>>

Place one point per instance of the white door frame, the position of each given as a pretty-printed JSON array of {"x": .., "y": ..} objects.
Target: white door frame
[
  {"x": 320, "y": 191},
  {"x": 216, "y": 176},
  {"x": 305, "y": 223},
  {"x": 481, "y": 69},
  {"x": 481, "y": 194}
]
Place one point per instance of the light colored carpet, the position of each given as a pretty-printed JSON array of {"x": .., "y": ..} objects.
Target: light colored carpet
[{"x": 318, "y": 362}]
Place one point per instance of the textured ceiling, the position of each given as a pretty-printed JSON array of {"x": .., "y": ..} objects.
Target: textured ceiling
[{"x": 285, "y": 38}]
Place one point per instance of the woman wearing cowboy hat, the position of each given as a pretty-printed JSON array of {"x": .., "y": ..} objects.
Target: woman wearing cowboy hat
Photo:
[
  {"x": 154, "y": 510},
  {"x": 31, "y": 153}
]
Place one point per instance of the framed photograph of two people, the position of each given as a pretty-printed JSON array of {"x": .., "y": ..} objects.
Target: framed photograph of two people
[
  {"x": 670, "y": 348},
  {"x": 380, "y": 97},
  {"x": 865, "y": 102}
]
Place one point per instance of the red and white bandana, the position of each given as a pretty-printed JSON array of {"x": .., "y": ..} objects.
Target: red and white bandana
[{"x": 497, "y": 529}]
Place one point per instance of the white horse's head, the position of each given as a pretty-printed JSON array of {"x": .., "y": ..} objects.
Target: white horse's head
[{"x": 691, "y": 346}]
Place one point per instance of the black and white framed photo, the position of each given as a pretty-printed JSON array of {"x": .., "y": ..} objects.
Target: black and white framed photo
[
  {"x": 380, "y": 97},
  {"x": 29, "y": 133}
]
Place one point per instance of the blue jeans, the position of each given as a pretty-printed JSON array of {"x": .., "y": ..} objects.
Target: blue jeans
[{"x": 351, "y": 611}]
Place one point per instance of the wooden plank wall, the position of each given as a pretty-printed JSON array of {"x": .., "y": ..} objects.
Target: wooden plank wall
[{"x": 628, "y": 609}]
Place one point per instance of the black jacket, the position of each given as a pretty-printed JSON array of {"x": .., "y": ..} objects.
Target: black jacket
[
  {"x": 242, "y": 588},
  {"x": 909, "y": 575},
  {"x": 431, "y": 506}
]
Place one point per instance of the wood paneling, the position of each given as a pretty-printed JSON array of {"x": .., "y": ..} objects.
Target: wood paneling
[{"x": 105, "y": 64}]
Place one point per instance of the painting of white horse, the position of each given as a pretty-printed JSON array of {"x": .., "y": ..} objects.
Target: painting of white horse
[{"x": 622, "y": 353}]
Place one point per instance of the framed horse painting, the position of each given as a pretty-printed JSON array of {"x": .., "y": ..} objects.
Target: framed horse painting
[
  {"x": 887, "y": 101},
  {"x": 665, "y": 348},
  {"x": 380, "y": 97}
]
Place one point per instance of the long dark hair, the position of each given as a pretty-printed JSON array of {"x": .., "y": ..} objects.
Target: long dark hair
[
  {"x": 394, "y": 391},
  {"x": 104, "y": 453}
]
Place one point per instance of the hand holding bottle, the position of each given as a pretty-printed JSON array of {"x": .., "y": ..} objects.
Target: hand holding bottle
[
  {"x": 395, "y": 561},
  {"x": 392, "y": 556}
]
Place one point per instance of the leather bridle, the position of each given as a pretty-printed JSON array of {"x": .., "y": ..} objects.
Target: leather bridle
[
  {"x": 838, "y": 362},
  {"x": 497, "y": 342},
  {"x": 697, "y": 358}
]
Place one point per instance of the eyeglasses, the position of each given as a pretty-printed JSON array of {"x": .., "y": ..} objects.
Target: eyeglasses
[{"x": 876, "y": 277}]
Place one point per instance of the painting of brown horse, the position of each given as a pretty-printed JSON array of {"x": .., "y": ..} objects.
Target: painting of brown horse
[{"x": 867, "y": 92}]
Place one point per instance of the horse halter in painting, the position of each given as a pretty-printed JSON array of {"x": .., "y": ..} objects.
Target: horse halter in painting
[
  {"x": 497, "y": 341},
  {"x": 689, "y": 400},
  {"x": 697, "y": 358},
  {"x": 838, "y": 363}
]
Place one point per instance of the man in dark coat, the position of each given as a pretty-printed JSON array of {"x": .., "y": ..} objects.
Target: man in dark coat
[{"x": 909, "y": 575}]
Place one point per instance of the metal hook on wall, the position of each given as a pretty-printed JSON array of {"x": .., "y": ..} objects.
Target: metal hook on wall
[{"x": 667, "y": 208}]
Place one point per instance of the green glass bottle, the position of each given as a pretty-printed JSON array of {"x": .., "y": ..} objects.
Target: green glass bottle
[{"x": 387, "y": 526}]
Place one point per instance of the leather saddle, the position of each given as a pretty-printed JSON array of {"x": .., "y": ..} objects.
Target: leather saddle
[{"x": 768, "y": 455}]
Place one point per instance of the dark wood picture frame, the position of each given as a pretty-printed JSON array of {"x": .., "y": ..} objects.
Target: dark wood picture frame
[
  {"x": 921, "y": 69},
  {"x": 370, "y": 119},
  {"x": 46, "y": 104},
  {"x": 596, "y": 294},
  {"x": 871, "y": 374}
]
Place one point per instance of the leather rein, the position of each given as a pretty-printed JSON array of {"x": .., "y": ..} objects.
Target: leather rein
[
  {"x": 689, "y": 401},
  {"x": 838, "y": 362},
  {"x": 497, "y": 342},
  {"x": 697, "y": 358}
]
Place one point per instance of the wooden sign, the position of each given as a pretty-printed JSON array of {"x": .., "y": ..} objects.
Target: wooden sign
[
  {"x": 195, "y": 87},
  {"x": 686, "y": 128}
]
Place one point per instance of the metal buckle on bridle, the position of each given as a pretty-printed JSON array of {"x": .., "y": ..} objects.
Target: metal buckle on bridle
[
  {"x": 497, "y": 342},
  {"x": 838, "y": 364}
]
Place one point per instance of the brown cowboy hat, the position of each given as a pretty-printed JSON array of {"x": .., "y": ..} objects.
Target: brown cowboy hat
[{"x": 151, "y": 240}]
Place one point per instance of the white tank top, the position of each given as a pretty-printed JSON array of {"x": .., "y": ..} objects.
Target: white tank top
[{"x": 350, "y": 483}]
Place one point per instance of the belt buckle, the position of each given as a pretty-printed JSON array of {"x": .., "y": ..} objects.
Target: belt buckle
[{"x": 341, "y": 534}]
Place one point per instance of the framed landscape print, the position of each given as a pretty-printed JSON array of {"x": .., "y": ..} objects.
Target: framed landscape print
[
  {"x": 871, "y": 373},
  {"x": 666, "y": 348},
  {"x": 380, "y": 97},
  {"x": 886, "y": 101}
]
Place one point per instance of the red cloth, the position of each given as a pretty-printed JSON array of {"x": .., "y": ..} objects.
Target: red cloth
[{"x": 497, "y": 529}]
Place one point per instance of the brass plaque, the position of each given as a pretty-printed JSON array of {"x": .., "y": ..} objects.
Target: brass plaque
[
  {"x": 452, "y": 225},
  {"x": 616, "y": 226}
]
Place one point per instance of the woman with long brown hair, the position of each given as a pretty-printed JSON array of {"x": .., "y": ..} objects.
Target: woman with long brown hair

<<

Starting at the line that contains "Place one point per instance of the woman with" and continuing through the end of the items, rewrite those lines with "brown" replaced by "gray" and nothing else changed.

**Correct response**
Place one point per instance of the woman with long gray hair, the position of each given as a pretty-printed JSON array of {"x": .., "y": ..} objects.
Target: woman with long gray hair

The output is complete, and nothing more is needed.